• EXERCISES TO COMPLETE:
[a] Duplicate the part of the comment thread between "The date is" and "sooner the better.", inclusive.
[b] In the comment thread, what date does Davidski give?

--- EXERCISE TEXT Enclosed Below ---

To think to a refugium in Italy or nearby after Villabruna (2 May 2016) was almost easy, in spite of Richard Rocca, Richard Stevens and all the others, but to theorize that ten years before has been done only from one: me.

postneo said...

@davidski, Collin
"I never liked the patriarchal language argument for genetics"

Also formal IE linguistics does not say anything about patriarchy and language. David is confusing these with fairy tales from Gimbutas. We have a supposedly a supra patriarchal Iranic steppe culture complete with horse riders and wht not.. give rise to Sarmatians and female amazon warriors and riders.

mongols did not impose their language despite horsing about all over. turkics imposed language in turkey but turko-mongols adopted persian and indic despite very successful patriarchal dynasties in India and afghanistan.

These things are unpredictable

There are no rules here.

Nirjhar007 said...

That 1600 BC Z-93 again is a marker of Invasion , there is no Z-93 structure in these parts , it appears as what you expect for elite invasion . Unlike India and other areas where its presence show higher depth in time and divergence .


So with that, lets see how much composition they show EEF and WHG wise from more tests .

Thanks for list dave...

Davidski said...

The date is 1750-1625 calBCE.

And if you think that this Z93 is from anywhere but Eastern Europe, then you're not operating in the real world.

You need to face up to reality. The sooner the better.

Nirjhar007 said...

Sorry 1700 BC almost .

The reality lies in facts , facts let me face up many things.

Forget about any fairy tale invasion from Steppe to Subcont. It doesn't exist .

Aram said...

J2b2a in BA Croatia. Do it have Steppe?
Maciamo thinks J2b2 entered Balkans from Steppe and it is a IE marker.

Aram said...

Gioiello

What's are Your bets that Vucedol Z2103 is positive for Z2110? ;)

Gioiello said...

@ Aram
"Gioiello
What's are Your bets that Vucedol Z2103 is positive for Z2110?"

--- End of Enclosed EXERCISE TEXT ---
--- DATASET ENTRIES Enclosed Below ---

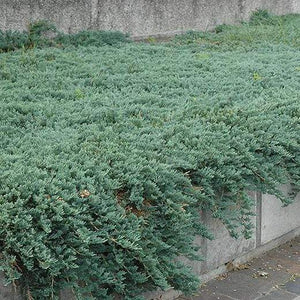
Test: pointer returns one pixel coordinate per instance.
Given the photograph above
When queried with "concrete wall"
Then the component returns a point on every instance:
(140, 18)
(274, 225)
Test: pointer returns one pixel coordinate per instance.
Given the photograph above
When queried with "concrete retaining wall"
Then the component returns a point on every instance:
(274, 225)
(140, 18)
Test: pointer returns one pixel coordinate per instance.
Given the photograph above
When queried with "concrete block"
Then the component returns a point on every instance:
(277, 220)
(225, 248)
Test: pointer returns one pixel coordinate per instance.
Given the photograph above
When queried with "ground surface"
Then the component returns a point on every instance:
(273, 276)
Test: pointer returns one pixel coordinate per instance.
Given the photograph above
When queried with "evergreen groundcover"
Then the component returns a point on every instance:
(109, 150)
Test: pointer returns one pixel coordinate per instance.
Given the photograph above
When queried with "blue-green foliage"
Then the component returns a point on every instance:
(108, 154)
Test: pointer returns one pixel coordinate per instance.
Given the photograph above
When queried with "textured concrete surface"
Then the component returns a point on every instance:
(272, 276)
(140, 18)
(277, 220)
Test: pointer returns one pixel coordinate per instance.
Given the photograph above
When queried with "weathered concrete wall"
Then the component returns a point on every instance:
(277, 220)
(274, 225)
(140, 18)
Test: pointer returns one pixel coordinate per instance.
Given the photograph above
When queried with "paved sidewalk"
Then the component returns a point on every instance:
(273, 276)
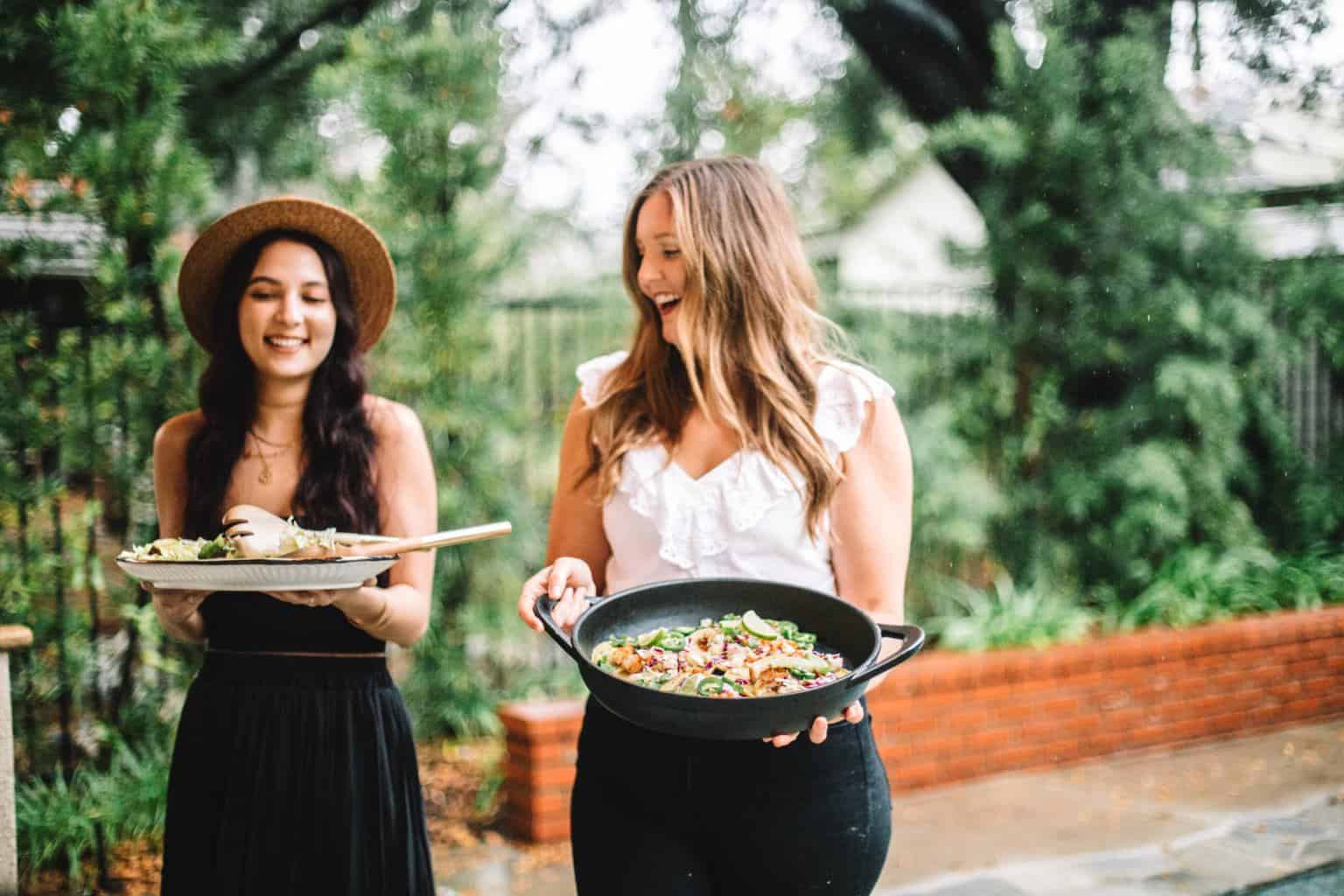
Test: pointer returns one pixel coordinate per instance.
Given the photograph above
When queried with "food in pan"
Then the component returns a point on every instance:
(223, 549)
(737, 655)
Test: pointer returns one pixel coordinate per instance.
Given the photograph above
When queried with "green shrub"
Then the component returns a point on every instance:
(57, 821)
(1200, 584)
(1005, 617)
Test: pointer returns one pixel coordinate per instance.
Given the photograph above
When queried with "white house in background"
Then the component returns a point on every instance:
(894, 253)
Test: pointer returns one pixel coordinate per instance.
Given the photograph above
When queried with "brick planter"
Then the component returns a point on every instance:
(948, 718)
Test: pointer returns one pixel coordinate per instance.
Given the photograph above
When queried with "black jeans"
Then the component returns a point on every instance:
(672, 816)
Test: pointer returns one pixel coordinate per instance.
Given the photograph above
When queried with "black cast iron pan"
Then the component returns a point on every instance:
(840, 627)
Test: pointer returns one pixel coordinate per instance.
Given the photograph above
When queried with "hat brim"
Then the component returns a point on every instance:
(373, 280)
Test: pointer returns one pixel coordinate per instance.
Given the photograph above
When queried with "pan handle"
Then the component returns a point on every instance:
(913, 639)
(542, 609)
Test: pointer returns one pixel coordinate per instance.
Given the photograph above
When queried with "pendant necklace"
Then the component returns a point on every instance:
(265, 477)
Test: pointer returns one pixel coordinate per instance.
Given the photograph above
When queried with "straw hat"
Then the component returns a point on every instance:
(370, 268)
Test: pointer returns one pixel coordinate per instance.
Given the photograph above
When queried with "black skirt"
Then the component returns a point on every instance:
(295, 775)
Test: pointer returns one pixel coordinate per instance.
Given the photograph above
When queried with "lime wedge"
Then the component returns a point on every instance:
(649, 637)
(759, 626)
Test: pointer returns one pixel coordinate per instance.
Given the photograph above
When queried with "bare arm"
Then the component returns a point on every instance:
(178, 612)
(577, 549)
(408, 494)
(872, 516)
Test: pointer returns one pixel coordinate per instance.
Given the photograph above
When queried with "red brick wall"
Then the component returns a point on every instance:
(947, 718)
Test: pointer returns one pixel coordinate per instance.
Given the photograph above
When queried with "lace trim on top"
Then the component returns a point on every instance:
(696, 517)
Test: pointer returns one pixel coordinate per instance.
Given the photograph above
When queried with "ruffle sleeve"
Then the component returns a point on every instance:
(843, 396)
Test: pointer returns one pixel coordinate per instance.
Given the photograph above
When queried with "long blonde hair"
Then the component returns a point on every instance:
(750, 338)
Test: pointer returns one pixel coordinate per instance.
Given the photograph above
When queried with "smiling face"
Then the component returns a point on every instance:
(662, 273)
(286, 320)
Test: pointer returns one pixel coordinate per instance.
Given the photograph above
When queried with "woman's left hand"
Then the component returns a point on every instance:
(320, 598)
(817, 732)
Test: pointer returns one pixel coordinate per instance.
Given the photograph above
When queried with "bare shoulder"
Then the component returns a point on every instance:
(393, 422)
(176, 431)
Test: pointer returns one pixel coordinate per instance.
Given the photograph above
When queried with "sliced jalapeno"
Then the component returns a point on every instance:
(710, 687)
(674, 641)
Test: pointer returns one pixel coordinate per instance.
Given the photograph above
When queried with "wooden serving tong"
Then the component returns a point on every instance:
(257, 532)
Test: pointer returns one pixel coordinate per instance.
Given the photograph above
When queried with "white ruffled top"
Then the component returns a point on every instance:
(742, 519)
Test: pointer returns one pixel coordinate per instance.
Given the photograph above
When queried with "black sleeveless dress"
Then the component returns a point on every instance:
(292, 774)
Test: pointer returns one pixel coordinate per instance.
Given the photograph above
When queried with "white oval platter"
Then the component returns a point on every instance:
(265, 574)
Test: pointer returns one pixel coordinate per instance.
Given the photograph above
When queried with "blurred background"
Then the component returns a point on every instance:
(1095, 245)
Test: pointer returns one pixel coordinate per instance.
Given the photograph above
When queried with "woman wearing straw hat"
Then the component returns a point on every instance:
(295, 768)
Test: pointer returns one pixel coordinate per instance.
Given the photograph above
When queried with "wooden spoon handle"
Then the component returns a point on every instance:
(437, 540)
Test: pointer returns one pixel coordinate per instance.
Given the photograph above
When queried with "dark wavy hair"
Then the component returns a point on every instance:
(336, 482)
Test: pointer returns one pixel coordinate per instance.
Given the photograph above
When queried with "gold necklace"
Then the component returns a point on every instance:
(265, 476)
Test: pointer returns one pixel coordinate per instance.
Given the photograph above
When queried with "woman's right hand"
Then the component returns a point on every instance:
(567, 580)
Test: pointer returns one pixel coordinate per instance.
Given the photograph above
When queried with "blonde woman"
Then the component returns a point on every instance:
(727, 442)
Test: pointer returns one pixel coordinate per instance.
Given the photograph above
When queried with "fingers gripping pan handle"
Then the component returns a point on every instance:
(542, 609)
(913, 641)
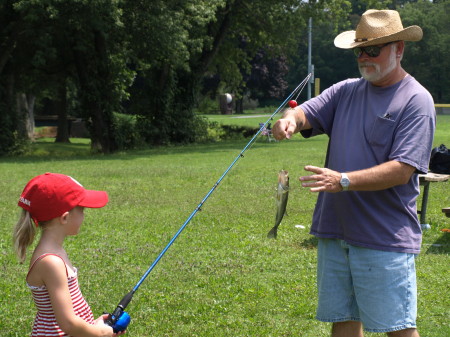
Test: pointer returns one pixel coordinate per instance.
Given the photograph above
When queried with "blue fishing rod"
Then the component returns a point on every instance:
(120, 319)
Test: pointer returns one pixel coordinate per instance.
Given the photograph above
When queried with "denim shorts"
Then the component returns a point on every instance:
(374, 287)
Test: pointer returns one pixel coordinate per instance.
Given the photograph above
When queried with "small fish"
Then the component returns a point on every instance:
(282, 196)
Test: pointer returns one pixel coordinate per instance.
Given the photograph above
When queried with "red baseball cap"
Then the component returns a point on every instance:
(50, 195)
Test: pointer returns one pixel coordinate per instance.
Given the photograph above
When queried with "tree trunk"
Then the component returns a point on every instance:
(25, 113)
(62, 134)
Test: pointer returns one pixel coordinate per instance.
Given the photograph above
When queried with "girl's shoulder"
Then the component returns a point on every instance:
(44, 265)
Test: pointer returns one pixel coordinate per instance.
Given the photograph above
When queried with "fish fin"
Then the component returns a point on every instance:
(273, 233)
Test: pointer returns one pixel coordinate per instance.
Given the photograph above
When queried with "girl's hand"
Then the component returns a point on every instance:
(101, 321)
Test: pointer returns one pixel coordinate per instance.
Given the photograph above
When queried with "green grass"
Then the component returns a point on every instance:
(222, 276)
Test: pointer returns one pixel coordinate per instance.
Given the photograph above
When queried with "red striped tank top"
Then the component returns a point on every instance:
(45, 322)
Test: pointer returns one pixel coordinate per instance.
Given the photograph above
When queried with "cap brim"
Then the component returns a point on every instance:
(94, 199)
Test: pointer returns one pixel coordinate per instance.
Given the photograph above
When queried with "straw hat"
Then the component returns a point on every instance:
(378, 27)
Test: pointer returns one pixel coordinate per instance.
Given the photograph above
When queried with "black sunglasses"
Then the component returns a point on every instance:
(372, 51)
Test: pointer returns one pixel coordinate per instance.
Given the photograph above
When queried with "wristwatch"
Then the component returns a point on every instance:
(345, 182)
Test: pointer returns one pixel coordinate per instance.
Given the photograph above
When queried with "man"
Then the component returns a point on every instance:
(380, 130)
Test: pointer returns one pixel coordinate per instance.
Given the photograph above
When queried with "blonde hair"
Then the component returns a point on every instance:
(24, 233)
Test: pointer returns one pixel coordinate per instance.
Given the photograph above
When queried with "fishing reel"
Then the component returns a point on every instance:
(118, 322)
(120, 319)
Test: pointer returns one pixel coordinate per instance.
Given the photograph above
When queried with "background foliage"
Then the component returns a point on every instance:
(160, 60)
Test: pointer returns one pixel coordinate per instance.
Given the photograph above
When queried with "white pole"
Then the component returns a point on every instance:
(311, 80)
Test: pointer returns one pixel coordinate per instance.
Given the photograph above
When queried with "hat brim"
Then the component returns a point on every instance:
(94, 199)
(346, 40)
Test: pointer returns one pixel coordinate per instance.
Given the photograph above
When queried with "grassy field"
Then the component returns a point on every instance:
(222, 276)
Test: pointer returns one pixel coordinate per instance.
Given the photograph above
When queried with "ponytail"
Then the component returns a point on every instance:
(24, 233)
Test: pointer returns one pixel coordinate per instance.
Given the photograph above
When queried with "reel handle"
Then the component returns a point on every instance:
(120, 319)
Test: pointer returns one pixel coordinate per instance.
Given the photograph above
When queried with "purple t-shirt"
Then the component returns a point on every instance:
(368, 126)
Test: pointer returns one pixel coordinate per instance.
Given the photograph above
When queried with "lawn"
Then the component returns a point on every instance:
(222, 276)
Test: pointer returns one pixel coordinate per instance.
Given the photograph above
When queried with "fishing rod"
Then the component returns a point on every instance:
(120, 319)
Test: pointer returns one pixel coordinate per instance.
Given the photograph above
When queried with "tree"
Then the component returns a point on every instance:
(427, 59)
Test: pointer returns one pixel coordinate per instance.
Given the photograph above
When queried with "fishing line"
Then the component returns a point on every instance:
(119, 319)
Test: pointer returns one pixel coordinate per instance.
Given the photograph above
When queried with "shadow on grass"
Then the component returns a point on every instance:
(310, 243)
(440, 246)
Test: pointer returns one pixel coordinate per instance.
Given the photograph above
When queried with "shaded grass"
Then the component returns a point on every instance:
(222, 277)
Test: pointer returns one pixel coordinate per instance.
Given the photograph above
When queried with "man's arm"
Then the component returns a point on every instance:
(293, 121)
(380, 177)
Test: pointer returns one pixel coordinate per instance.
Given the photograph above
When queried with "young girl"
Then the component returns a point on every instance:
(55, 203)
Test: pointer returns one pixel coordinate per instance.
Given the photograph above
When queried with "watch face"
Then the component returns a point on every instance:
(345, 182)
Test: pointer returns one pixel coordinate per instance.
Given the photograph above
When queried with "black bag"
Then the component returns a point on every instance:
(440, 160)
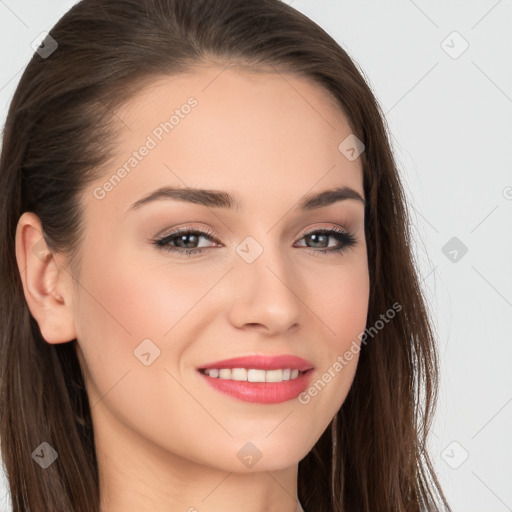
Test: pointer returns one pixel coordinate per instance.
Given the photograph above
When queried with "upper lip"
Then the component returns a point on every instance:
(262, 362)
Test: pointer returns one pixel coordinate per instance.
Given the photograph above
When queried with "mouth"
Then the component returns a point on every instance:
(259, 378)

--- End of Enclosed DATASET ENTRIES ---

• EXPECTED RESULTS:
[a]
The date is 1750-1625 calBCE.

And if you think that this Z93 is from anywhere but Eastern Europe, then you're not operating in the real world.

You need to face up to reality. The sooner the better.

[b] 1750-1625 calBCE.